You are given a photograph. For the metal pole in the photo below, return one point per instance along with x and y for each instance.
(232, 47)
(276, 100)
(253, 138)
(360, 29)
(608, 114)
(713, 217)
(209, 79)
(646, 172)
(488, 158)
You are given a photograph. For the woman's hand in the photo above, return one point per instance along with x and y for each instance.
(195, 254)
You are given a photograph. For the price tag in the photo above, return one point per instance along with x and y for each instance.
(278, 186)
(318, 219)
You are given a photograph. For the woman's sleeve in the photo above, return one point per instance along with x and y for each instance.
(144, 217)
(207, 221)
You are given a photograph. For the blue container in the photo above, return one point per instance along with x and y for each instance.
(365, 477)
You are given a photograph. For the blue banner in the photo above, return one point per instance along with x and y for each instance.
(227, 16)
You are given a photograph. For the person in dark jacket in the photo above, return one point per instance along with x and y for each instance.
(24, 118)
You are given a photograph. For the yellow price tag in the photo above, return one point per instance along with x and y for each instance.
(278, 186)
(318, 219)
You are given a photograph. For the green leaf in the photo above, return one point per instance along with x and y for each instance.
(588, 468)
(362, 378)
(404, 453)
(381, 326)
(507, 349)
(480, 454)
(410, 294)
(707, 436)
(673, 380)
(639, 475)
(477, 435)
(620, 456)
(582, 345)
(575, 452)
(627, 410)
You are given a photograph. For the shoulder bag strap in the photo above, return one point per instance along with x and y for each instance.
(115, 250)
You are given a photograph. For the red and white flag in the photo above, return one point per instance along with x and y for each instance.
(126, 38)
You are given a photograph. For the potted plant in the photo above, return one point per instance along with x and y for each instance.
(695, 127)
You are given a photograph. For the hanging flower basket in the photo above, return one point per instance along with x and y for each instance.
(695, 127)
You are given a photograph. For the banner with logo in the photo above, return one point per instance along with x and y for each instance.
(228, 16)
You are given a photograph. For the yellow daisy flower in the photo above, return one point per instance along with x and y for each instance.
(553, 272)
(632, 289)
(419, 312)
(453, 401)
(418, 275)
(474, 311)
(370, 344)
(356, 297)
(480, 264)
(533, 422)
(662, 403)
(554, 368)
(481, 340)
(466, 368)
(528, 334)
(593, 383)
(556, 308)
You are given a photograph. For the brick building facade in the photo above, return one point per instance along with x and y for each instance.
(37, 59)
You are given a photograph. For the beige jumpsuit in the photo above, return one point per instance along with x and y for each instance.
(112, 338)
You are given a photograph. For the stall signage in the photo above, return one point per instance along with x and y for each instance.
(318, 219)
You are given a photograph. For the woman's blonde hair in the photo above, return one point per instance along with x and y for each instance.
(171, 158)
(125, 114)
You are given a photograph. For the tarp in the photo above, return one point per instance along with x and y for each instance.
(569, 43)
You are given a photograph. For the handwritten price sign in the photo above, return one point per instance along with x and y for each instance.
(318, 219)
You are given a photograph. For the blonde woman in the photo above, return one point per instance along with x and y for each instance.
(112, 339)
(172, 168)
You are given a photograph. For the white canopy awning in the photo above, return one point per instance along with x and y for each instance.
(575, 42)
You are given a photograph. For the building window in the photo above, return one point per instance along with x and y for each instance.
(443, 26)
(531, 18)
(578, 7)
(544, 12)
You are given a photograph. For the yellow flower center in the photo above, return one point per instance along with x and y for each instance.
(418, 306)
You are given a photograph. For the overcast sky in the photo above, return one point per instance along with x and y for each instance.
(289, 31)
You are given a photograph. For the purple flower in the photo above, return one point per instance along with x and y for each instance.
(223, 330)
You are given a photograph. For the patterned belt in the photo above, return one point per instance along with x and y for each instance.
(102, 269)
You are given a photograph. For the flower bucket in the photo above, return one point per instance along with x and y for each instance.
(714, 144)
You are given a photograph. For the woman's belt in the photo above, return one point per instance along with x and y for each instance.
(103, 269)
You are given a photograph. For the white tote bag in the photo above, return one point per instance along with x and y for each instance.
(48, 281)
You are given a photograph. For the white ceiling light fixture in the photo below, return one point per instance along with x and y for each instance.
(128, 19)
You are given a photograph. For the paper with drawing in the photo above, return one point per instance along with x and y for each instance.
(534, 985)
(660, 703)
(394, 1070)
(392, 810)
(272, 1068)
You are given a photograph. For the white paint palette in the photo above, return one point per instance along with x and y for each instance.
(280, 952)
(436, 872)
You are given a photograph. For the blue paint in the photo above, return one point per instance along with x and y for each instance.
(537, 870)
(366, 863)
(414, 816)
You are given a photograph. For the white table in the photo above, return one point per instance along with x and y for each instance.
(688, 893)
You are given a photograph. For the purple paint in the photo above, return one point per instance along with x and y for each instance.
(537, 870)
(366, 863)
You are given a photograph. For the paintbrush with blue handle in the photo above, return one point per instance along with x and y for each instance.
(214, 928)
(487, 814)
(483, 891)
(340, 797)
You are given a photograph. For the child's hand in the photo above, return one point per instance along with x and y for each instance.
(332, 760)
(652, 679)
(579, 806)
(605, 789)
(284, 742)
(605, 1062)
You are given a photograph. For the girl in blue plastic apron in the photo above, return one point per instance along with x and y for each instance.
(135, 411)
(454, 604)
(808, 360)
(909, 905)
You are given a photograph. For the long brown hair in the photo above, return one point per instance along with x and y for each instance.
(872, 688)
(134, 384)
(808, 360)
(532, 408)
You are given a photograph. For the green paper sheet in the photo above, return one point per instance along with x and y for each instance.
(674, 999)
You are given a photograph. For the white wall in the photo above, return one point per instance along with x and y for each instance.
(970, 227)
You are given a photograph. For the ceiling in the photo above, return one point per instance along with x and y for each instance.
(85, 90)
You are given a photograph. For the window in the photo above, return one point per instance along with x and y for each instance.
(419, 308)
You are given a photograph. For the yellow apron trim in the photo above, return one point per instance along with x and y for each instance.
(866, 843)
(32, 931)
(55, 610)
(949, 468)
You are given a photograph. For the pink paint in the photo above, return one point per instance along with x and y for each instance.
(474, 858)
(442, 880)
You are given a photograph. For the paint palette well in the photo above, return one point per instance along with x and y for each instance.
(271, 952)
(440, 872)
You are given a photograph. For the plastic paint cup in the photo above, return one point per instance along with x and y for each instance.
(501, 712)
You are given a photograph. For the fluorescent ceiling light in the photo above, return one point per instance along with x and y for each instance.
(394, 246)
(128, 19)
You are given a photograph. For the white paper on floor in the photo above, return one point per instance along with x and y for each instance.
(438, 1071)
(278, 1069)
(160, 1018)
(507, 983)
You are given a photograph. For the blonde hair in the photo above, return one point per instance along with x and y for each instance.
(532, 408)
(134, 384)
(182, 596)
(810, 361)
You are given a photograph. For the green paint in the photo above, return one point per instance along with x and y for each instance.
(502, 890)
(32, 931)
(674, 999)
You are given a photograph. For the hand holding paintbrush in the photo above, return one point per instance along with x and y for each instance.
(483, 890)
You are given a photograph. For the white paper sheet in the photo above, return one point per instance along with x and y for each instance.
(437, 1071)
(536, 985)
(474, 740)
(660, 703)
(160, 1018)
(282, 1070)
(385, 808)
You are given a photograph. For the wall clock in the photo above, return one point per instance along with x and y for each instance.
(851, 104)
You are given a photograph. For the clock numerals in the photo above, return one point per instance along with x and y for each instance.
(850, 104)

=== WHAT YOU WILL DO ===
Reproduce all of the data above word for word, from the first line to the last.

=== ANSWER TO THE PROBLEM ===
You are given a photograph. For the metal pole in the photo below, return one point per instance along with x and y for each instance.
(232, 47)
(276, 100)
(253, 138)
(360, 29)
(608, 114)
(713, 217)
(209, 79)
(646, 172)
(488, 158)
You are given a photograph. For the woman's hand in the photo above, return one point per instance along with x and y for each instance.
(195, 254)
You are given a photograph. For the price tag in the photo above, return one point per instance along with x and y for each instance.
(278, 186)
(318, 219)
You are given a photograph. For the woman's sleeve in the photo above, return one point per instance along with x and y for each instance.
(144, 217)
(207, 221)
You are given a photograph. For the blue container in the photo above, return one point per instance along with x and y for each instance.
(365, 477)
You are given a photograph. For the blue banner in the photo above, return one point per instance along with x and y for each instance.
(227, 16)
You are given a photograph. For the person in dark jacket in the photo above, return one point per instance along with x and y for each instance.
(24, 118)
You are given a photograph. For the yellow price tag in the photo above, return one point per instance along with x and y for each instance.
(278, 186)
(318, 219)
You are given a photograph. For the green leaf in the photo above, return one point per instance along with x and y for each instance.
(588, 468)
(362, 378)
(404, 453)
(381, 326)
(507, 349)
(480, 454)
(410, 294)
(707, 436)
(673, 380)
(639, 475)
(477, 435)
(620, 456)
(582, 345)
(575, 452)
(627, 410)
You are given a photograph. For the shoulder bag strap in the photo above, return one point per instance along with x and y for each instance.
(115, 250)
You are given a photograph. For the red and white flag in the photo above, return one point per instance along with x and y for each instance.
(126, 38)
You are given a photograph. For the potted plant in the photo above, return one point per instance along with x and y for each instance.
(695, 127)
You are given a photograph. For the hanging flower basket in the photo above, return one point per instance along with x and y for each instance.
(695, 127)
You are given a photograph. For the banner with logo in the photo above, return one point per instance along with x and y for each instance.
(228, 16)
You are given a photograph. For the yellow daisy flower in the photo above, return one point per instance along with x and y for each instance.
(553, 272)
(632, 289)
(419, 312)
(453, 401)
(418, 275)
(474, 311)
(370, 344)
(356, 297)
(480, 264)
(533, 422)
(662, 403)
(554, 368)
(481, 340)
(466, 368)
(528, 334)
(593, 383)
(556, 308)
You are given a photograph. For the brick building facade in the photo above, return one point per instance along with x and y for each instance.
(37, 59)
You are given a photograph. For the beige jumpsuit in the photo above, return one point per instance along with x and y for each instance.
(112, 338)
You are given a photograph. For the stall signage in the photo above, return one point per instance along with x and y for each instance.
(318, 219)
You are given a photograph. For the woman's blonde hair in the photo above, return one point per instance along with x and y for each instance.
(171, 158)
(125, 114)
You are given a photograph. For the tarp in the photo above, return one point per instance along with x and y for each instance.
(569, 43)
You are given a photograph. For the handwritten price sign in the photo above, return one point per instance along with x and y for each instance.
(318, 219)
You are given a photograph. For the blonde woman in the photo above, return one point per instance along with x and y for each instance.
(112, 339)
(172, 168)
You are given a photograph. For the white canopy awning in the photo above, return one point per instance along with x and y for each instance.
(575, 42)
You are given a photograph. For the building window in the photo above, return one point per instance along with x and y for each instance.
(443, 26)
(531, 18)
(578, 7)
(544, 12)
You are given a photograph. For the yellow flower center in the photo above, return one point per instance along with x and y for each instance.
(418, 306)
You are given a photograph. For the overcast sky in the photo above, return one point per instance along with x and y for each instance.
(289, 31)
You are given a photograph. For the purple flower in the photo above, return one point per instance along with x and y for each instance.
(223, 330)
You are given a photograph. For the patterned belt in the photo above, return one point per instance along with x and y for each instance.
(102, 269)
You are given a photograph. For the flower bucket in the photo above, return one point per instance along with x and y for each instance.
(714, 144)
You are given a photograph. For the woman's belt in the photo above, return one point per instance along with x and y for each instance.
(103, 269)
You are given a photograph. For the white tote bag in the photo above, return one point per instance along with x and y for each instance.
(48, 281)
You are given a photograph. For the white ceiling light fixture in the photo below, return one point per instance along with x and y for each instance.
(128, 19)
You are given a photograph. For the paper with drawing in the photo above, return one point per instance along with x and y for each instance.
(534, 985)
(660, 703)
(394, 1070)
(392, 810)
(272, 1068)
You are given a photograph. For the white paint palette in the photo above, return one point per instance along with x and y for each instance.
(280, 952)
(436, 872)
You are given a photograph. For the blue paint in the photo above, return one point per instance along with x and y for each instance.
(537, 870)
(366, 863)
(414, 816)
You are given a photograph. For the white table in the photo above, return one point per instance along with x and y for each instance.
(688, 893)
You are given a photograph. For the purple paint in the photo above, return one point per instance along with x and y for each instance.
(537, 870)
(366, 863)
You are given a photograph. For the paintbrush with blue handle in the photo above, return one point per instance along with x and y for each instance.
(214, 928)
(487, 814)
(483, 891)
(340, 797)
You are given a photograph. For the child's hand in the photo above, return one point per instance along with x and y for each instance.
(332, 760)
(652, 679)
(579, 806)
(605, 789)
(284, 742)
(605, 1062)
You are given a photograph. For the girl in blue plastic apron in the photo above, return one point per instance along with x and y for each instance.
(135, 411)
(454, 604)
(808, 360)
(909, 905)
You are given a photograph. For the long brown hair in the photo above, return one point per instance along with x and y for each instance.
(872, 688)
(134, 384)
(808, 360)
(532, 408)
You are given a photograph. For the green paper sheet in the photo above, return one point per instance along with x and y for each instance.
(674, 999)
You are given a photograph. For the white wall in the photo above, return one point per instance along with x and y for each instance.
(970, 227)
You are given a photograph. For the ceiling in the photo above, return one point per instance along with x and y for each instance.
(85, 90)
You are given a photograph. For the window in the photo above, return one point per instance along with x and y for each instance.
(419, 308)
You are given a photograph. For the yellow apron trim in the photo above, return one point per instance along with x and y for each instance.
(866, 843)
(32, 931)
(55, 610)
(949, 468)
You are given a photograph. For the pink paint in the photo above, return one point per instance along with x and y for each instance.
(474, 858)
(442, 880)
You are given a photograph. For the paint palette well in the photo above, return one point per instance along with x and y for each instance.
(271, 952)
(440, 872)
You are given a photograph. For the plastic paint cup in the photo above, return one point per instance along with x and y for each instance.
(501, 712)
You are given a photograph. For the fluorescent ceiling light in the photo above, return one point per instance along with x and y for each instance.
(394, 246)
(128, 19)
You are given a photograph. For the white paper on floor in the photo above, return one point per instance along with x and y for each instance.
(438, 1071)
(278, 1069)
(160, 1018)
(507, 983)
You are given a photograph. For the blonde hair in the photo above, return one point per instance along with x and y for each instance.
(532, 408)
(134, 384)
(182, 596)
(810, 361)
You are given a photograph. For the green paint in the photo above, return one point per instance along with x and y for each instance.
(502, 890)
(32, 931)
(674, 999)
You are given a photograph. For the hand holding paintbrush in the photo above, return one point per instance along with x and y for each instance.
(483, 890)
You are given a photograph. For the white paper sheet in the photo above, return one point per instance along with x and y for each instance.
(437, 1071)
(536, 985)
(474, 740)
(660, 703)
(160, 1018)
(282, 1070)
(385, 808)
You are given a photograph. For the wall clock in the photo above, return one point per instance along with x and y for each instance.
(851, 104)
You are given a photograph. For the clock numerals in the photo above, return one point per instance along with x and y for each instance.
(850, 104)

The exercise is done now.